Page extract →
According to sex entrepreneur Sherry Rowlands, Dick Morris--the political strategist responsible for Bill Clinton's family values agenda--would, when he wasn't sucking on her toes, refer to Clinton as "The Monster", in reference to the President's temper tantrums.

Well, The Monster is now having a lot more temper tantrums. Dick Morris supposedly "resigned" overnight to Clinton's "surprise". White House Press Secretary Mike McCurry said Morris had not been asked to resign. And if you believe that, then you probably believe Bill and Hillary are one happy family couple.

The bigger issue is whether Morris' health insurance covers hoof-in-mouth disease. For a decade, people who have disappointed or crossed Bill Clinton have a habit of meeting unfortunate "accidents".

Extracted records →

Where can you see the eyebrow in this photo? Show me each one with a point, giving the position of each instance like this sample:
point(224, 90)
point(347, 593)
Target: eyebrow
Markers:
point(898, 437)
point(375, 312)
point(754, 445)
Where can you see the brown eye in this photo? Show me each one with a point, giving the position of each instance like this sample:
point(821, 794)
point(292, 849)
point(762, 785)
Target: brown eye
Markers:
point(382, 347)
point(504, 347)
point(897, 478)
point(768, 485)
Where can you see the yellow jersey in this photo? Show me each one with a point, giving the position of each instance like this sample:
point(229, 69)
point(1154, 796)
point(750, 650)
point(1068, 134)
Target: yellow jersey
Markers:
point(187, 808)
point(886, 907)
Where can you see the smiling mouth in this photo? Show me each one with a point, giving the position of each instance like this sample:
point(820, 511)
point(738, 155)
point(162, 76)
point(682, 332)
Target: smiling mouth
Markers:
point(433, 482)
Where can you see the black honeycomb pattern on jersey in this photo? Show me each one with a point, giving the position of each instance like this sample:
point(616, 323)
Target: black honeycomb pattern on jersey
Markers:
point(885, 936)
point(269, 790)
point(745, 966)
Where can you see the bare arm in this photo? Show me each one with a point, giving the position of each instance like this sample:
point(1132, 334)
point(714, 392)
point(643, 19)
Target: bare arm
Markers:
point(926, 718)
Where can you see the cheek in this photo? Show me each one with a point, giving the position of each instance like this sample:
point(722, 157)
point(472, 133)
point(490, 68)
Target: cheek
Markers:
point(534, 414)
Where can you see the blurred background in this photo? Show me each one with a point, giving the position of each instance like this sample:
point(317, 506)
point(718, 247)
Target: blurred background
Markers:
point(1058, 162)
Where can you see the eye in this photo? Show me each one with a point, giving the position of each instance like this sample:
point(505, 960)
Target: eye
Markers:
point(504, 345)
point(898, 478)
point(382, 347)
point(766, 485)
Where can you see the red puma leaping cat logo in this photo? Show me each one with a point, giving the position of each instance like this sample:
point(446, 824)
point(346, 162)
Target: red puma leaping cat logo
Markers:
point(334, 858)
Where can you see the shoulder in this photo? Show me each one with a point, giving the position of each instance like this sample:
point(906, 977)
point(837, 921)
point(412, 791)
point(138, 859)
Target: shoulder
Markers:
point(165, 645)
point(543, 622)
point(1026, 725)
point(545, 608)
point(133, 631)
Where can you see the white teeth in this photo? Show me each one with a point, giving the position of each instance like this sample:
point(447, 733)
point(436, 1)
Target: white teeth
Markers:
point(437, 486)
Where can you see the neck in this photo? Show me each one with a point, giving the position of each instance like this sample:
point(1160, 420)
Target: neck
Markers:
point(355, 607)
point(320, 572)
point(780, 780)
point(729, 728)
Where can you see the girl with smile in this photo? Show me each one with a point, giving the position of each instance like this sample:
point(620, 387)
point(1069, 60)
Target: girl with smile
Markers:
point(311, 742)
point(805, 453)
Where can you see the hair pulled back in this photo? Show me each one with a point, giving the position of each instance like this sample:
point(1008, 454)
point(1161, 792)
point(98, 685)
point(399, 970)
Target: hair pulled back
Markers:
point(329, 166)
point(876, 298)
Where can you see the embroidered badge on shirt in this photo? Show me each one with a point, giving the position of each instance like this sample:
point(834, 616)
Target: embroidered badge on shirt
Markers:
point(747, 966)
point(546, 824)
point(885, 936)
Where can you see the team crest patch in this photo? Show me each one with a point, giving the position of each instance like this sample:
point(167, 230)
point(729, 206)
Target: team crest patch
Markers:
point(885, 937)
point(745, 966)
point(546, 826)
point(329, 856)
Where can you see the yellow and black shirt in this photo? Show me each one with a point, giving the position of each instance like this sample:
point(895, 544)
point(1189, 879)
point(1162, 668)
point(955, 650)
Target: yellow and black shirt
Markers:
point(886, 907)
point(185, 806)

Problems to solve →
1. In the Dick Morris passage, reproduce the section that opens with the words containing "According to sex" and closes with "happy family couple.", replacing "The Monster" with "The Beast" wherever it occurs.
2. Carry on writing the Dick Morris passage from the point where it stops.

Answers for the exercise →
1.
According to sex entrepreneur Sherry Rowlands, Dick Morris--the political strategist responsible for Bill Clinton's family values agenda--would, when he wasn't sucking on her toes, refer to Clinton as "The Beast", in reference to the President's temper tantrums.

Well, The Beast is now having a lot more temper tantrums. Dick Morris supposedly "resigned" overnight to Clinton's "surprise". White House Press Secretary Mike McCurry said Morris had not been asked to resign. And if you believe that, then you probably believe Bill and Hillary are one happy family couple.

2.
And now the winds of rumor out of Little Rock say that the POTUS (President of the United States) has sent a threatening message to the Special Prosecutor Kenneth Starr, claiming he is getting out of hand. The exact wording is neither here nor there, but the subtext of the message is clear: Continue to investigate me and I'll have you killed.

It seems to me the last person who threatened to do that was Jim Guy Tucker, who is now a convicted felon on probation. And telling all he knows about Bill Clinton.

Clinton, of course, has promised to help pay the legal bills of all his friends--provided they don't cooperate or plea bargain with the prosecutor(s). Clinton offered this latest bribe on television, during his choo-choo ride to Chicago.

It would seem to me that Clinton would be more concerned with watching his own ass, rather than horsing around with other people's. He took six extra bodyguards with him to Wyoming. That was presumably due to the terrorist threat, as seen in two multistate electrical blackouts and the downing of TWA 800. But he has also thumbed his nose at all the big boys who asked him to resign or withdraw.

One of these days they may have temper tantrums of their own. And then Mr. Clinton might find himself all alone in the schoolyard, with no friends to play with.